• _Source text_:
^^^^^^^^^^^^^^^^
If three or more questions are answered negatively — do not add new layers of automation: file arbitration, tier routing, new emergency-mode rules. First remove the noise and close the gaps in the current loop.

Summary

Antipatterns of the applied cycle are not catastrophic on their own. Their accumulation is dangerous: after several releases, the team does not see the risk contract behind "green CI". The diagnostic map is the first step toward repair. Each negative answer turns into a project skill, a Spec CI gate, or a constitution rule with a checkable rollback_condition. Return to this chapter after every major incident: the same artifact three months later shows three different blockers.

Related parts of the first volume

  • Part 20 of the first volume — base SDD antipatterns: specification after code, giant requirements.md, ritual /clear, QWEN.md as a junkyard.
  • Part 18 of the first volume — antipatterns that are simultaneously security threats.
  • Part 2 — poisoned specifications as a training tool against most antipatterns in this chapter.
  • Part 10 — anti-Goodhart as protection against a naked KPI.
^^^^^^^^^^^^^^^^
Collected data entries:
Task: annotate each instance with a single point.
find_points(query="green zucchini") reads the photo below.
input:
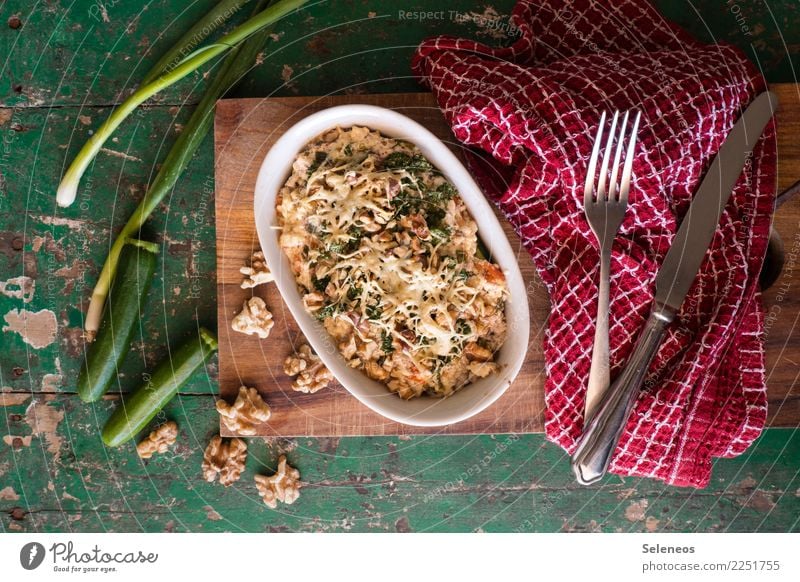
(137, 410)
(126, 300)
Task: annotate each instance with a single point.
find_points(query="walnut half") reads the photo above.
(246, 414)
(224, 457)
(283, 486)
(257, 273)
(312, 375)
(159, 440)
(254, 318)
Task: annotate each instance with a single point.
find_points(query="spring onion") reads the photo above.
(235, 66)
(199, 31)
(68, 188)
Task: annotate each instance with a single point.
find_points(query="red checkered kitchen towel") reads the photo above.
(533, 110)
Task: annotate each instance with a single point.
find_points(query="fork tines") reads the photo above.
(612, 188)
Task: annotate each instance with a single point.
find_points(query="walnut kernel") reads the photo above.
(224, 457)
(254, 318)
(312, 375)
(159, 440)
(246, 414)
(257, 273)
(283, 486)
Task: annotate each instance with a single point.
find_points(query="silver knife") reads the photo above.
(680, 266)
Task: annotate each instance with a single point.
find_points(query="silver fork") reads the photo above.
(605, 202)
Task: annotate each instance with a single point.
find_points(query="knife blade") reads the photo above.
(678, 270)
(694, 236)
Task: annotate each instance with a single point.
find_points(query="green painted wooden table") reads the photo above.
(65, 64)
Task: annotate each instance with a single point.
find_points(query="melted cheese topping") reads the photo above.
(384, 252)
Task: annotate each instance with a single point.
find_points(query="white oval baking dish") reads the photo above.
(423, 411)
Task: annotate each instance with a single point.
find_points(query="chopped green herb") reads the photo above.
(386, 342)
(403, 161)
(354, 293)
(320, 284)
(319, 159)
(440, 234)
(327, 311)
(462, 327)
(374, 311)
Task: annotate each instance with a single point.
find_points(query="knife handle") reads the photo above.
(602, 431)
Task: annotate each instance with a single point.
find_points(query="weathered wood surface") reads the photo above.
(62, 69)
(245, 129)
(65, 480)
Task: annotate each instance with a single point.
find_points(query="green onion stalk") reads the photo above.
(235, 66)
(68, 188)
(191, 39)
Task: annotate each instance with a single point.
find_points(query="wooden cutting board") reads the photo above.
(245, 129)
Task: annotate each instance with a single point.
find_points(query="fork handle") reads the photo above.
(590, 460)
(599, 373)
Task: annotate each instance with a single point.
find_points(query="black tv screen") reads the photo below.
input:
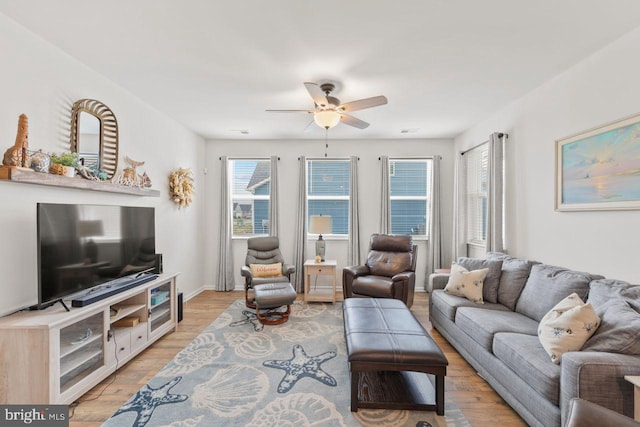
(83, 246)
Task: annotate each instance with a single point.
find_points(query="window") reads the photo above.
(328, 192)
(476, 163)
(250, 190)
(409, 188)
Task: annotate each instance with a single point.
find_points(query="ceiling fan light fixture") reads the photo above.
(326, 119)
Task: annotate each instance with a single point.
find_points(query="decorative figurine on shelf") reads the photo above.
(129, 176)
(18, 154)
(181, 188)
(40, 161)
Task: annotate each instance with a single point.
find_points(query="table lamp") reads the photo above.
(319, 224)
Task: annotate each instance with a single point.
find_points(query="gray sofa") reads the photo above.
(499, 338)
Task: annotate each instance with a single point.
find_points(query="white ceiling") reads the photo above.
(216, 66)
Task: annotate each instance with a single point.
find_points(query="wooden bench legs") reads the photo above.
(398, 389)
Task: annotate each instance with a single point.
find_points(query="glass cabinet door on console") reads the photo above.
(81, 350)
(161, 305)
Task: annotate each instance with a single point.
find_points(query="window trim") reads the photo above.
(330, 236)
(428, 160)
(244, 197)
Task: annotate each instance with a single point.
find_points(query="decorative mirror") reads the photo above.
(94, 135)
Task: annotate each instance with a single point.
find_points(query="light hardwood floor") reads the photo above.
(480, 404)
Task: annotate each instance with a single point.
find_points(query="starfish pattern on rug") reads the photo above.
(147, 399)
(249, 319)
(302, 365)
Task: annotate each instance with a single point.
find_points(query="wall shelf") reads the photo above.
(29, 176)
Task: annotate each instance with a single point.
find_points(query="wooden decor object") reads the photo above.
(108, 132)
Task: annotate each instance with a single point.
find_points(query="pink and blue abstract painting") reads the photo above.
(602, 168)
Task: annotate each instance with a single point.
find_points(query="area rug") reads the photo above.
(238, 372)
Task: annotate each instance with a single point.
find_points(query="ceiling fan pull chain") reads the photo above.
(326, 142)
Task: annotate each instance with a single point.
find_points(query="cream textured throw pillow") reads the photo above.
(266, 270)
(465, 283)
(567, 326)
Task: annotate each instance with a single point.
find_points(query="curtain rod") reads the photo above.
(328, 158)
(412, 157)
(248, 158)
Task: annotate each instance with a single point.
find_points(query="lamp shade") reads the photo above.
(326, 119)
(319, 224)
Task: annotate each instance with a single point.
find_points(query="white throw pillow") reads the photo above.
(567, 326)
(465, 283)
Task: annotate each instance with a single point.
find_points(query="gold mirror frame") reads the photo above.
(108, 132)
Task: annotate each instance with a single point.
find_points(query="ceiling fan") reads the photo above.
(329, 111)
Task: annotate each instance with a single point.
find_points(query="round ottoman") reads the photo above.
(269, 297)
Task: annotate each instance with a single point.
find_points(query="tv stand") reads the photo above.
(54, 356)
(112, 288)
(49, 304)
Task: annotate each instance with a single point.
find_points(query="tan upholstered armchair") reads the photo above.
(263, 252)
(388, 273)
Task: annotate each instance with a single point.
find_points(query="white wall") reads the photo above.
(43, 82)
(602, 88)
(369, 171)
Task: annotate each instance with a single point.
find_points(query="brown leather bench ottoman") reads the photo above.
(392, 359)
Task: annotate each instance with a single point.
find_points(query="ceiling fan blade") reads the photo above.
(352, 121)
(317, 94)
(291, 111)
(361, 104)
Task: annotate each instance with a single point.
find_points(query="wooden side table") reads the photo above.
(325, 268)
(636, 395)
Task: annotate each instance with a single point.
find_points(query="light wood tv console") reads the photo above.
(53, 356)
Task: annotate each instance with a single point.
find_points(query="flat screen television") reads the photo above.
(85, 246)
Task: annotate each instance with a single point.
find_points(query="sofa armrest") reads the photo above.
(437, 281)
(356, 271)
(583, 413)
(245, 271)
(349, 274)
(288, 269)
(599, 378)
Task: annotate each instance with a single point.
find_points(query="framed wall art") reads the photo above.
(599, 169)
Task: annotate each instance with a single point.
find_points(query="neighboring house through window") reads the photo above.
(328, 192)
(409, 188)
(250, 190)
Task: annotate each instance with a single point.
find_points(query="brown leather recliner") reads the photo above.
(388, 273)
(263, 250)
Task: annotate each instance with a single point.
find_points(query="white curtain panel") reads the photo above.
(459, 246)
(300, 246)
(385, 206)
(226, 280)
(274, 218)
(434, 257)
(495, 193)
(353, 253)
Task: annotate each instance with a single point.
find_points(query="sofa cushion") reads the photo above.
^^^^^^^^^^^^^^^^
• _Check your understanding_:
A) Reproduce the part of the passage on applied-cycle antipatterns that opens with the words containing "Antipatterns of the" and closes with "in this chapter.".
B) Sum up the passage on applied-cycle antipatterns in two sentences.
Rely only on the passage on applied-cycle antipatterns.

• _Responses for each task_:
A)
Antipatterns of the applied cycle are not catastrophic on their own. Their accumulation is dangerous: after several releases, the team does not see the risk contract behind "green CI". The diagnostic map is the first step toward repair. Each negative answer turns into a project skill, a Spec CI gate, or a constitution rule with a checkable rollback_condition. Return to this chapter after every major incident: the same artifact three months later shows three different blockers.

Related parts of the first volume

  • Part 20 of the first volume — base SDD antipatterns: specification after code, giant requirements.md, ritual /clear, QWEN.md as a junkyard.
  • Part 18 of the first volume — antipatterns that are simultaneously security threats.
  • Part 2 — poisoned specifications as a training tool against most antipatterns in this chapter.

B) Applied-cycle antipatterns are not catastrophic on their own, but their accumulation is dangerous because after several releases the team no longer sees the risk contract behind "green CI." If three or more questions are answered negatively, the team should not add new layers of automation but first remove the noise and close the gaps in the current loop, turning each negative answer into a project skill, a Spec CI gate, or a constitution rule with a checkable rollback_condition.